(Region pointing data)
◇ ◇ ◇ ◇
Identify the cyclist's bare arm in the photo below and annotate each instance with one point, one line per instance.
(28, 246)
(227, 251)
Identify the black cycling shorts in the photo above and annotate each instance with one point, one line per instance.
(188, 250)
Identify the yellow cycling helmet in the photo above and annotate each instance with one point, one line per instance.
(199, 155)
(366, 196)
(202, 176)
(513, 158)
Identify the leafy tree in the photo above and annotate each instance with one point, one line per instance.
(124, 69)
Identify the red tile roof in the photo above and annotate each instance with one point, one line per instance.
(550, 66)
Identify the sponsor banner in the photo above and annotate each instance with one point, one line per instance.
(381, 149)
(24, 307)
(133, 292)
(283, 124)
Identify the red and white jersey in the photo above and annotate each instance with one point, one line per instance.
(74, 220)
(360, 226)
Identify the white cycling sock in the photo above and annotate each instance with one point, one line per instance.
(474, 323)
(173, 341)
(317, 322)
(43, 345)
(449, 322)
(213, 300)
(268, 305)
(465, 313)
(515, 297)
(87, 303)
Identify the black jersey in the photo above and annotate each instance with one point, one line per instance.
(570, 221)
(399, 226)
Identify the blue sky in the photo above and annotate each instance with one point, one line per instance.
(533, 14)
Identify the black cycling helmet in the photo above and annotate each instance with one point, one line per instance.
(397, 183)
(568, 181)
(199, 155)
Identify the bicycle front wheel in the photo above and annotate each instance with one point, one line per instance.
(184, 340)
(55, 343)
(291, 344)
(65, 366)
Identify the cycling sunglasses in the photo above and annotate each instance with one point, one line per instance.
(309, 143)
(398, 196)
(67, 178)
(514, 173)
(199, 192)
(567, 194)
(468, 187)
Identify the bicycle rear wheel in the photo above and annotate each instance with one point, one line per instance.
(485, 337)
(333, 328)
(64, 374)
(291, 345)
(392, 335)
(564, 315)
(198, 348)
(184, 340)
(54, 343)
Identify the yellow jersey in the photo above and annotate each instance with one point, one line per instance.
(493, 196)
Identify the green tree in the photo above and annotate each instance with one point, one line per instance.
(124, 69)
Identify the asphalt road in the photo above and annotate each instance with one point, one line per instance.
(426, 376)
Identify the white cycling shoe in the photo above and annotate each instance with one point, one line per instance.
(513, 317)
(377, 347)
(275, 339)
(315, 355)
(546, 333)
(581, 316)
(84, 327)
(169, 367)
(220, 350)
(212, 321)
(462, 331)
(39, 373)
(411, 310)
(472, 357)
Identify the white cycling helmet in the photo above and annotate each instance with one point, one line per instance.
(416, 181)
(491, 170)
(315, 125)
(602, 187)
◇ ◇ ◇ ◇
■ What this task involves ■
Print out all the entries above exactly.

■ Response to this task ■
Identify the cyclist's bare arm in the photo below and annotate each instance with one point, one line per instance.
(28, 246)
(227, 251)
Identify the black cycling shorts in the photo above and annotate each instance with one point, one line per instance.
(188, 250)
Identify the yellow cycling helmet in the photo above and annotate each instance with one point, one line per instance.
(199, 155)
(366, 196)
(202, 176)
(513, 158)
Identify the leafy tree in the photo above and annotate each instance with one point, one line per instance.
(124, 69)
Identify the red tile roof in the photo above and annotate each instance with one point, one line per instance.
(550, 66)
Identify the sponsor banner in the photo above and annotate each instance with one point, one line per instance.
(381, 149)
(24, 307)
(133, 292)
(283, 124)
Identify the red and white jersey in the photo above and annotate each instance with one point, one line per instance.
(74, 220)
(360, 226)
Identify the white cycling sock in the photo above and annotate each instance with one point, one line per instance.
(474, 323)
(173, 341)
(317, 322)
(43, 345)
(449, 322)
(213, 300)
(268, 305)
(465, 313)
(515, 297)
(87, 303)
Identify the black jersey in the photo above and annotate each instance with one point, one line per instance.
(570, 221)
(399, 226)
Identify the blue sky in the photo above and annotate each instance with one point, one line per instance.
(533, 14)
Identify the black cycling helmet in the photo above and annotate each instance with one point, one line per instance.
(397, 183)
(568, 181)
(199, 155)
Identify the bicycle front wheel in the photo above and annotate each instance with one point, one line per instance.
(184, 340)
(55, 343)
(291, 344)
(65, 366)
Identify the cycling sunglasses in the photo above and annotate each instance with one point, one line per instance.
(309, 143)
(398, 196)
(67, 178)
(514, 173)
(199, 192)
(567, 194)
(468, 187)
Identify the bicycle rear wheel in the photo above and annotate each instance with one point, one line per instance.
(485, 337)
(333, 328)
(64, 374)
(291, 345)
(392, 335)
(564, 315)
(198, 348)
(184, 340)
(54, 343)
Identify the yellow jersey in the photo above and annotate each instance with one point, one line per instance.
(493, 196)
Identify the green tree in the photo above and annotate each instance with one point, one line per instance.
(124, 69)
Identify the asphalt road in the photo above and annotate each instance with one point, one line per instance.
(426, 376)
Identify the white cycling shoe in the photo above and annotate each instance with one point, one line per instance.
(513, 317)
(377, 347)
(275, 339)
(315, 355)
(546, 333)
(581, 316)
(84, 327)
(169, 367)
(220, 350)
(212, 321)
(462, 331)
(39, 373)
(411, 310)
(472, 357)
Identify the white cycling helmet in the photo above and annotate each instance with one point, one line per instance.
(416, 181)
(491, 170)
(315, 125)
(602, 187)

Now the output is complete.